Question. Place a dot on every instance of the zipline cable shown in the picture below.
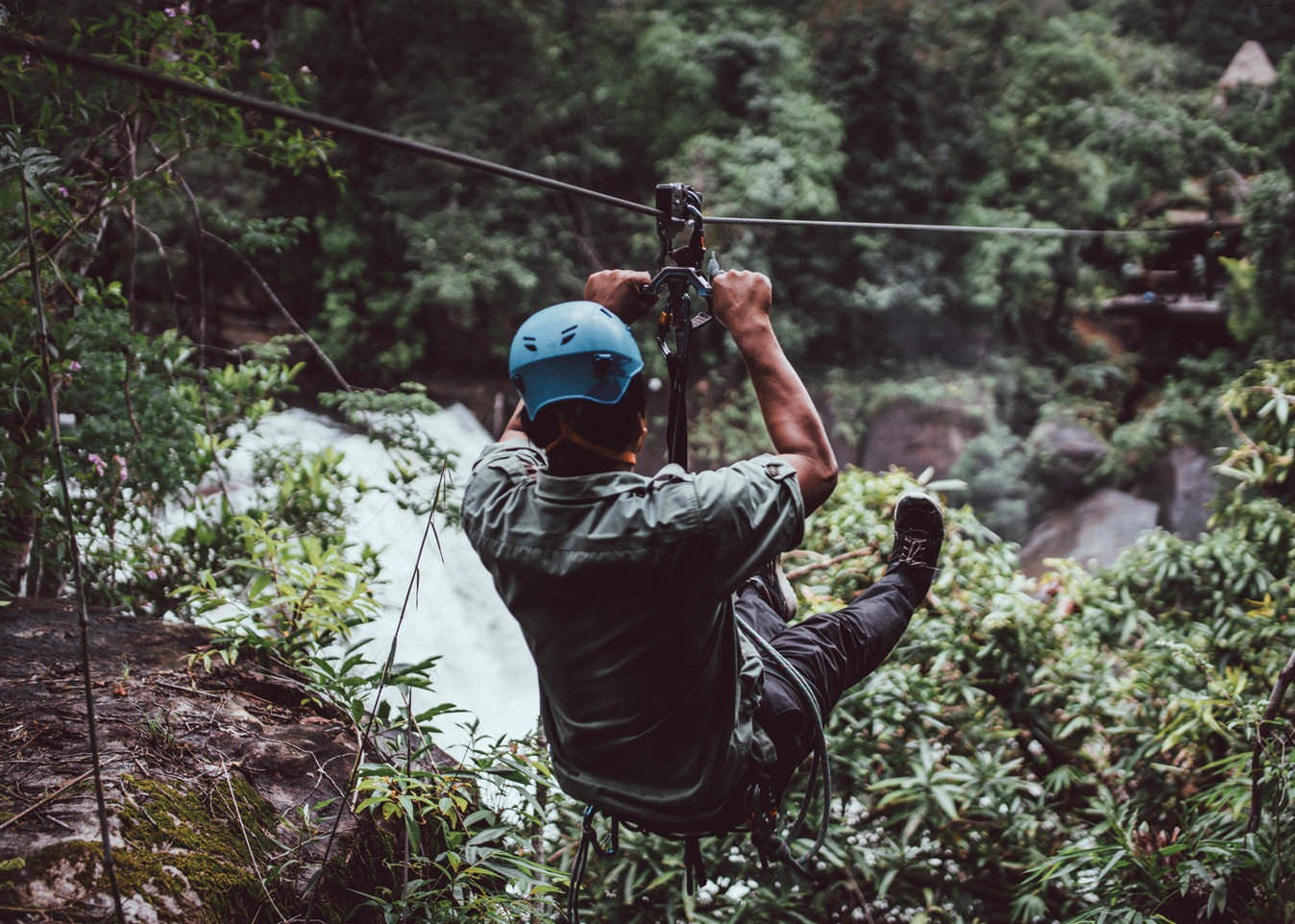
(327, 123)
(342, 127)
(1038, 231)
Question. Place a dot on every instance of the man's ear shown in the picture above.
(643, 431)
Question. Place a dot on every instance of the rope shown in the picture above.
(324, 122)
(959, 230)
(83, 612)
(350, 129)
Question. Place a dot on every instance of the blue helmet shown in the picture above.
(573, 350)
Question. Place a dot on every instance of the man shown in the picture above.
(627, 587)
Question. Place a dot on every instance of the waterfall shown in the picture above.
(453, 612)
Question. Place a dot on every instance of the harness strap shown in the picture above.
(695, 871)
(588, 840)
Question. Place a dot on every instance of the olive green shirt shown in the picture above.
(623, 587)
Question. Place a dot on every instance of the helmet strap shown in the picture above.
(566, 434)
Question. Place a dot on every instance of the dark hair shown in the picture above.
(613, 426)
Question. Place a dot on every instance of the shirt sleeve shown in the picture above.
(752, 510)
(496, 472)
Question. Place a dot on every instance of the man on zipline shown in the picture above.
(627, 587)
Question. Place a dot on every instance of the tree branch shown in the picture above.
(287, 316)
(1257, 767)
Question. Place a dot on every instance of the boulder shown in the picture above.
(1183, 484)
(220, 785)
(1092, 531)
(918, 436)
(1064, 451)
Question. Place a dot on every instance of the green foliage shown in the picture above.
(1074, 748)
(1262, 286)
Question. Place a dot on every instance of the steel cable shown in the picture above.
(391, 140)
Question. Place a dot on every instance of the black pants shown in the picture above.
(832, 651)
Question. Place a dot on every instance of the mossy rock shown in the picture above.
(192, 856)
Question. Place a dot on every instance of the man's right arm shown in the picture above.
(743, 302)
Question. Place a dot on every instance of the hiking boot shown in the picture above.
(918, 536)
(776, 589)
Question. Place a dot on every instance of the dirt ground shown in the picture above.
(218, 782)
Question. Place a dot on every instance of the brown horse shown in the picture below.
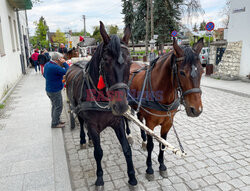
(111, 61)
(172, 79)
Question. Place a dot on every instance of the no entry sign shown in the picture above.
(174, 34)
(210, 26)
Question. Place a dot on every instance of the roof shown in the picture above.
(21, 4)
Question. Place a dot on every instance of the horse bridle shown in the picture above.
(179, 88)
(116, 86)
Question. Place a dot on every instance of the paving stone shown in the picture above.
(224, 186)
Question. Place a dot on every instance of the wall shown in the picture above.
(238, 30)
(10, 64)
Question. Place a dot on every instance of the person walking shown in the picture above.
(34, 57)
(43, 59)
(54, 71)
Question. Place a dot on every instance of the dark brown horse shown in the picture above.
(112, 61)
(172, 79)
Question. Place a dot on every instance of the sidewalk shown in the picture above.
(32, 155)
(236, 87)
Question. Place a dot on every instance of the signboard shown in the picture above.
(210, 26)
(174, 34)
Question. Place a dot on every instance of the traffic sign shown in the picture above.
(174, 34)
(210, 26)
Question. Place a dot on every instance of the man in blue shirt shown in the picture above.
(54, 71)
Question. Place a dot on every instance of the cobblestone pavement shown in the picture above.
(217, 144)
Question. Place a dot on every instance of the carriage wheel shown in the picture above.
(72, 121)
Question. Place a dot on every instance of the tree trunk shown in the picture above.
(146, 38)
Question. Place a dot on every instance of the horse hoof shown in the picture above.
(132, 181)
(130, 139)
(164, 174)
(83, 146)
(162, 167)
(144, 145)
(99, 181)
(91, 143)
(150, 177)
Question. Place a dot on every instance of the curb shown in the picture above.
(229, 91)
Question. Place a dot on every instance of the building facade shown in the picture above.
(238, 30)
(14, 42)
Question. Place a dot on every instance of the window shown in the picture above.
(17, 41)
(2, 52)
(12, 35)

▶ [Required work]:
Rewrite the stretch from the line containing "Question. Place a dot on every instance of the dark brown" through the end of the records, both ends included, keeping every line and multiplying each coordinate in the answers by 1.35, rounded to a whole number with halves rounded up. Leave all other text unchanged.

▶ [Solution]:
Question. Place a dot on every instance of the dark brown horse shown in the picture above.
(151, 82)
(232, 107)
Question. Place a dot on every instance of the sidewalk shown in the picture above.
(43, 209)
(319, 117)
Question. Place a dot on every instance of the signboard shown in the picture above.
(284, 35)
(235, 46)
Question. Place a dot on every instance of the traffic sign shown in the picture above.
(235, 46)
(284, 35)
Question. Place a dot on every instance of the man in blue shirt shown in the picture above.
(73, 96)
Question. Place a dot on every instance of the cobblestone pavement shown in the picture above.
(293, 194)
Question. Place a dot on every instance of the carriage wheel shown in the picture above.
(97, 163)
Question. Place a dot on every instance of the tree trunk shown in the picture above.
(197, 51)
Question. Place a dot on every instance of the horse hoof shown in the picture above.
(178, 244)
(176, 188)
(221, 235)
(112, 197)
(219, 225)
(194, 196)
(134, 244)
(123, 193)
(203, 239)
Question. Place a dot on every instance of the curb shown in the picture above.
(309, 123)
Question. Place a dot on every instance of the building facade shown in the picture above.
(321, 41)
(19, 57)
Question. Place a dot on every instance of the window shown in the picture above.
(23, 55)
(3, 70)
(16, 47)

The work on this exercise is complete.